Problem requirements – Rewrite every line from the start of the items through the line that contains "[(155, 128)]", adding 56 to each coordinate in the answers. Leave the pictures out.

Data records –
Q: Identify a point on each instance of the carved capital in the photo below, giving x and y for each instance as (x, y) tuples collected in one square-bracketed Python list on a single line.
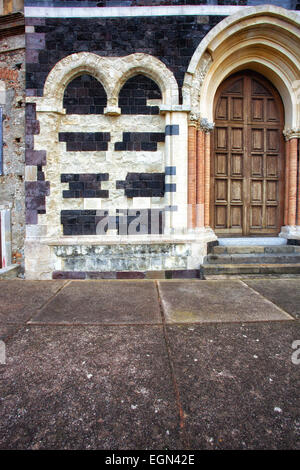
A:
[(194, 120), (291, 134), (206, 126)]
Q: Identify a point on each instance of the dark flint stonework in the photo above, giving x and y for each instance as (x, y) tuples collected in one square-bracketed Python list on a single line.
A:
[(85, 141), (137, 141), (172, 129), (135, 93), (84, 222), (35, 157), (171, 39), (85, 95), (143, 185), (85, 185)]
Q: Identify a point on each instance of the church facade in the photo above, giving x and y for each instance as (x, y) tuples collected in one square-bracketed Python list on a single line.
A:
[(155, 128)]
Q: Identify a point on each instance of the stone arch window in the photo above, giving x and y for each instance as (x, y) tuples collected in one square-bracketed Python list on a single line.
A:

Expected output –
Q: Identify a point on each instance of the carved capital in the photo below, giving x and y for each instance as (x, y) tuples collected in one square-bracketed Python list on a single line.
A:
[(250, 176), (347, 190), (262, 182)]
Q: Identify a point on each instance of the dark flint stonework in the photo above, giving x and y for each instance as (x, y) tuples collected in one square-bracketed Python list on a single line.
A:
[(141, 197), (193, 197), (228, 185), (191, 149), (140, 278), (91, 213), (227, 95), (141, 151), (199, 241), (141, 241)]
Q: Identify a point on each instance of the church facade in the photo above, giving x and y for each instance as (x, y) tuples collected in one square-bracketed Python list on a single line.
A:
[(211, 184)]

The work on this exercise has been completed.